### Document section

How to Monitor a Stellar Validator or Horizon Node in Production
Running Stellar infrastructure in production requires robust monitoring. Undetected issues lead to missed transactions, consensus failures, and degraded service. This guide covers everything you need to monitor validators and Horizon nodes effectively.
Monitoring Architecture
A complete monitoring stack for Stellar infrastructure includes:
┌─────────────────────────────────────────────────────────────┐
│ Alerting Layer │
│ PagerDuty / Slack / Email / SMS │
└─────────────────────────────────────────────────────────────┘
▲
┌─────────────────────────────────────────────────────────────┐
│ Prometheus │
│ Metrics Collection & Storage │
└─────────────────────────────────────────────────────────────┘
▲ ▲ ▲
┌───────────────┐ ┌───────────────┐ ┌───────────────┐
│ Stellar Core │ │ Horizon │ │ Soroban RPC │
│ Exporter │ │ Exporter │ │ Exporter │
└───────────────┘ └───────────────┘ └───────────────┘
▲ ▲ ▲
┌───────────────┐ ┌───────────────┐ ┌───────────────┐
│ Stellar Core │ │ Horizon │ │ Soroban RPC │
│ Node │ │ Server │ │ Server │
└───────────────┘ └───────────────┘ └───────────────┘Setting Up Prometheus + Grafana
Docker Compose Setup
# docker-compose.monitoring.yml
version: '3.8'
services:
prometheus:
image: prom/prometheus:latest
volumes:
- ./prometheus.yml:/etc/prometheus/prometheus.yml
- prometheus-data:/prometheus
ports:
- "9090:9090"

### Prompt A
In the Stellar monitoring guide, which channels make up the alerting layer of the monitoring stack?
### Prompt B
Carry on with the Stellar monitoring guide from the point where it stops.
The listing that comes next has no connection to the Stellar monitoring guide.

### Dataset extract

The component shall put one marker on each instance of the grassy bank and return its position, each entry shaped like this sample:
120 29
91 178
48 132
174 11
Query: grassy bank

### Output A
PagerDuty, Slack, Email, and SMS.

### Output B
command:
- '--config.file=/etc/prometheus/prometheus.yml'
- '--storage.tsdb.retention.time=30d'
- '--web.enable-lifecycle'
grafana:
image: grafana/grafana:latest
volumes:
- grafana-data:/var/lib/grafana
- ./grafana/dashboards:/etc/grafana/provisioning/dashboards
- ./grafana/datasources:/etc/grafana/provisioning/datasources
ports:
- "3000:3000"
environment:
- GF_SECURITY_ADMIN_PASSWORD=your-secure-password
- GF_USERS_ALLOW_SIGN_UP=false
alertmanager:
image: prom/alertmanager:latest
volumes:
- ./alertmanager.yml:/etc/alertmanager/alertmanager.yml
ports:
- "9093:9093"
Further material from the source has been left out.